REQUIREMENT: Convert the listing below into a Markdown table with the columns "Entry" and "Content," giving each line a row number, and skip blank lines and the picture marker.

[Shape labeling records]
--
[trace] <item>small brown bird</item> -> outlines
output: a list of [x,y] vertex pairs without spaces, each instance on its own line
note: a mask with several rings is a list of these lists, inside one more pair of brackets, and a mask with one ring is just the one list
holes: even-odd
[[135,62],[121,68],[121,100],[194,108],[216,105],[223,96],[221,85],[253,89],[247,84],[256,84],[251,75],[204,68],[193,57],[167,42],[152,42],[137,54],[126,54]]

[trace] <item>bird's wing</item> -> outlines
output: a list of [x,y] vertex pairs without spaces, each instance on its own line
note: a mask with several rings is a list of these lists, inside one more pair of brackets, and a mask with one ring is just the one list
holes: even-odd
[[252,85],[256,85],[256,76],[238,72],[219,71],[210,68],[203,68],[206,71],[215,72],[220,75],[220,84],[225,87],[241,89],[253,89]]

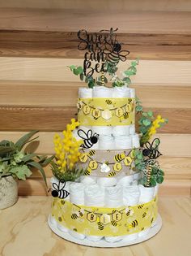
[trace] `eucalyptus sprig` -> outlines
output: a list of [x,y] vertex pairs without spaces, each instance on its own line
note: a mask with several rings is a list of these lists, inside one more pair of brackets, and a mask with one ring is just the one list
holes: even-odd
[[33,167],[40,171],[43,180],[47,185],[46,176],[43,167],[48,165],[54,156],[39,156],[34,153],[26,153],[23,148],[38,137],[31,139],[38,131],[32,131],[15,143],[10,141],[0,142],[0,179],[12,176],[19,180],[26,180],[32,175]]

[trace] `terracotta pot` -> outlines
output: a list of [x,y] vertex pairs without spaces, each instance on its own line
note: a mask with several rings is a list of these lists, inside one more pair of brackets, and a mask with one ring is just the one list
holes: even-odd
[[14,205],[18,199],[18,180],[11,176],[0,178],[0,210]]

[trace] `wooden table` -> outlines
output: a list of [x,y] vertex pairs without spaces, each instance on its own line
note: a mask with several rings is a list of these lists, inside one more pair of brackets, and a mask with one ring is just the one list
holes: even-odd
[[191,199],[161,197],[163,228],[142,244],[117,249],[91,248],[68,242],[53,233],[47,218],[51,197],[22,197],[0,210],[1,256],[190,256]]

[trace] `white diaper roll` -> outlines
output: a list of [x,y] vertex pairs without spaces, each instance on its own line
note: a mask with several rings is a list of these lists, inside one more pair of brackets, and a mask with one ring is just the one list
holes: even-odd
--
SOLUTION FOR THIS PROBLEM:
| Entry | Content |
|---|---|
| 1 | [trace] <item>small brown bird</item> -> outlines |
| 2 | output: a list of [x,y] vertex pairs without spaces, each instance on its own line |
| 3 | note: a mask with several rings is a list of these lists, inside one more pair of brackets, and a mask with one ring is just the one list |
| 4 | holes: even-odd |
| 5 | [[135,62],[121,68],[121,100],[194,108],[216,105],[223,96],[221,85],[253,89],[247,84],[256,84],[251,75],[204,68],[193,57],[167,42],[152,42],[137,54],[126,54]] |
| 6 | [trace] <item>bird's wing</item> -> outlines |
| 7 | output: a list of [x,y] vertex pairs without spaces, each instance on its own line |
| 8 | note: a mask with several rings is a list of these lists, inside one more pair of brackets, and a mask with one ring is just the one list |
| 9 | holes: even-odd |
| 10 | [[252,85],[256,85],[256,76],[238,72],[219,71],[210,68],[203,68],[206,71],[215,72],[220,75],[220,84],[225,87],[241,89],[253,89]] |
| 11 | [trace] `eucalyptus sprig` -> outlines |
| 12 | output: a list of [x,y] vertex pairs without spaces, each instance on its own line |
| 13 | note: a mask with several rings is a list of these lists, inside one more pair of brackets, and a mask with one ring is just the one list |
| 14 | holes: even-odd |
| 15 | [[33,167],[40,171],[43,180],[47,185],[46,176],[43,167],[48,165],[54,156],[39,156],[34,153],[26,153],[23,148],[38,137],[31,139],[38,131],[32,131],[15,143],[10,141],[0,142],[0,179],[12,176],[19,180],[26,180],[32,175]] |
| 16 | [trace] `terracotta pot` -> outlines |
| 17 | output: a list of [x,y] vertex pairs without spaces, each instance on its own line |
| 18 | note: a mask with several rings is a list of these lists, inside one more pair of brackets, and a mask with one ring is just the one list |
| 19 | holes: even-odd |
| 20 | [[14,205],[18,199],[18,180],[11,176],[0,178],[0,210]] |
| 21 | [trace] `wooden table` -> outlines |
| 22 | output: a list of [x,y] vertex pairs without spaces, each instance on its own line |
| 23 | note: a mask with several rings is a list of these lists, inside one more pair of brackets, and a mask with one ring is just the one list |
| 24 | holes: even-odd |
| 25 | [[191,199],[161,197],[163,228],[142,244],[117,249],[91,248],[68,242],[53,233],[47,218],[51,197],[22,197],[0,210],[1,256],[190,256]] |
| 26 | [trace] `white diaper roll` -> outlines |
| 27 | output: a list of [x,y] vertex pairs without spaces, each instance on its own line |
| 28 | note: a mask with several rings is a list of these lists, inside one more pair of brackets, and a mask with one ring is just the one list |
| 29 | holes: even-odd |